Point localization data:
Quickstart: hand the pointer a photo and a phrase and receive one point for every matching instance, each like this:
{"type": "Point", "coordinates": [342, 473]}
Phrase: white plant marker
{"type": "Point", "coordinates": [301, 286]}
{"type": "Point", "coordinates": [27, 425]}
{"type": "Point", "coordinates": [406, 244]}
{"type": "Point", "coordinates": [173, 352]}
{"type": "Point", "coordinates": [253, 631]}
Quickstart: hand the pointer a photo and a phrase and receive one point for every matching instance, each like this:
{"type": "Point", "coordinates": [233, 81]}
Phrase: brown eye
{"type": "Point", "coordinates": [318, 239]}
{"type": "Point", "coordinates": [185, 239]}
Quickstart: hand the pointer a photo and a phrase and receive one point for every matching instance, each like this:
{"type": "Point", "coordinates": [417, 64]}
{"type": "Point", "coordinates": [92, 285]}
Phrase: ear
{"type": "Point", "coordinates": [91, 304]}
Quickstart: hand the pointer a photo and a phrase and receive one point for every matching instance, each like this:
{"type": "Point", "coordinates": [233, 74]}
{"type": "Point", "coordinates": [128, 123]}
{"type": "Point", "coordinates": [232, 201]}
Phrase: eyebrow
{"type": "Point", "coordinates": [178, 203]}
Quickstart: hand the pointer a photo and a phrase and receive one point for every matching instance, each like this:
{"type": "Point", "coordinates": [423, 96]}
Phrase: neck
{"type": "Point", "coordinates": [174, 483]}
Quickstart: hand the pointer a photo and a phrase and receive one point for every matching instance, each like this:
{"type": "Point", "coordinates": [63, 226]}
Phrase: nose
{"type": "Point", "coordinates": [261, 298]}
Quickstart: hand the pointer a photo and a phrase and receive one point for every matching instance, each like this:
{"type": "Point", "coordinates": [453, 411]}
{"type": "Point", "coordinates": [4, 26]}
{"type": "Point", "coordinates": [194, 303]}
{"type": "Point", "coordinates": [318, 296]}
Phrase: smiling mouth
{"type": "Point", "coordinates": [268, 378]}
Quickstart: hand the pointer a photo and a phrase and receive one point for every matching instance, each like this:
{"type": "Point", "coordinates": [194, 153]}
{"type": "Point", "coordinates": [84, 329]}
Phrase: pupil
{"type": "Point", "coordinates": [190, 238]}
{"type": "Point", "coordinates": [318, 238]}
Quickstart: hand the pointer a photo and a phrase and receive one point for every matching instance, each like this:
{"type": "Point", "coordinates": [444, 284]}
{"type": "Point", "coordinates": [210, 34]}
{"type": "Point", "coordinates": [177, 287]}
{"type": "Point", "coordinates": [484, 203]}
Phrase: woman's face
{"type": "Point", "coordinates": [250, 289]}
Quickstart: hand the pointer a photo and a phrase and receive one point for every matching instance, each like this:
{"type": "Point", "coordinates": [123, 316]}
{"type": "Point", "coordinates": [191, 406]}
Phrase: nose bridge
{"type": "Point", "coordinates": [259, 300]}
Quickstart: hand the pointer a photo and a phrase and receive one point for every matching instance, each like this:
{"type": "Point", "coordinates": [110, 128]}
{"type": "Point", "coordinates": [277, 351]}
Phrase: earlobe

• [DIRECTIONS]:
A complete and exact reproduction of the data is needed.

• [OUTPUT FOR THIS TASK]:
Quickstart: hand the pointer a photo and a phrase and receive one point for every matching instance, each like this:
{"type": "Point", "coordinates": [342, 473]}
Phrase: white plant marker
{"type": "Point", "coordinates": [301, 286]}
{"type": "Point", "coordinates": [27, 425]}
{"type": "Point", "coordinates": [406, 244]}
{"type": "Point", "coordinates": [173, 352]}
{"type": "Point", "coordinates": [253, 631]}
Quickstart: hand the pointer a photo and a phrase and receive one point for every matching instance, each like this:
{"type": "Point", "coordinates": [233, 81]}
Phrase: brown eye
{"type": "Point", "coordinates": [318, 239]}
{"type": "Point", "coordinates": [185, 239]}
Quickstart: hand the pointer a photo and a phrase and receive one point for every matching instance, each like this:
{"type": "Point", "coordinates": [417, 64]}
{"type": "Point", "coordinates": [92, 285]}
Phrase: ear
{"type": "Point", "coordinates": [91, 304]}
Quickstart: hand the pointer a photo and a phrase and receive one point for every matching instance, each like this:
{"type": "Point", "coordinates": [233, 74]}
{"type": "Point", "coordinates": [128, 123]}
{"type": "Point", "coordinates": [232, 201]}
Phrase: eyebrow
{"type": "Point", "coordinates": [178, 203]}
Quickstart: hand the pointer a photo and a phrase and receive one point for every matching instance, each like this:
{"type": "Point", "coordinates": [423, 96]}
Phrase: neck
{"type": "Point", "coordinates": [174, 483]}
Quickstart: hand the pointer a photo and a phrase and receive one point for every matching instance, each like this:
{"type": "Point", "coordinates": [63, 226]}
Phrase: nose
{"type": "Point", "coordinates": [261, 298]}
Quickstart: hand the pointer a photo and a phrase and receive one point for every matching instance, each like this:
{"type": "Point", "coordinates": [453, 411]}
{"type": "Point", "coordinates": [4, 26]}
{"type": "Point", "coordinates": [194, 303]}
{"type": "Point", "coordinates": [318, 296]}
Phrase: smiling mouth
{"type": "Point", "coordinates": [268, 378]}
Quickstart: hand the pointer a photo and a phrase and receive one point for every matching instance, each like this:
{"type": "Point", "coordinates": [194, 153]}
{"type": "Point", "coordinates": [84, 329]}
Phrase: pupil
{"type": "Point", "coordinates": [190, 238]}
{"type": "Point", "coordinates": [318, 238]}
Quickstart: hand the pointer a photo and a phrase and receive one point for every matching instance, each like this:
{"type": "Point", "coordinates": [444, 284]}
{"type": "Point", "coordinates": [210, 34]}
{"type": "Point", "coordinates": [177, 287]}
{"type": "Point", "coordinates": [484, 203]}
Phrase: woman's face
{"type": "Point", "coordinates": [250, 289]}
Quickstart: hand the pointer a photo and a phrase and receive one point for every matching instance, each like this:
{"type": "Point", "coordinates": [123, 316]}
{"type": "Point", "coordinates": [191, 406]}
Phrase: nose bridge
{"type": "Point", "coordinates": [259, 300]}
Quickstart: hand the pointer a photo and a phrase and receive one point for every matching instance, each like this:
{"type": "Point", "coordinates": [110, 128]}
{"type": "Point", "coordinates": [277, 351]}
Phrase: earlobe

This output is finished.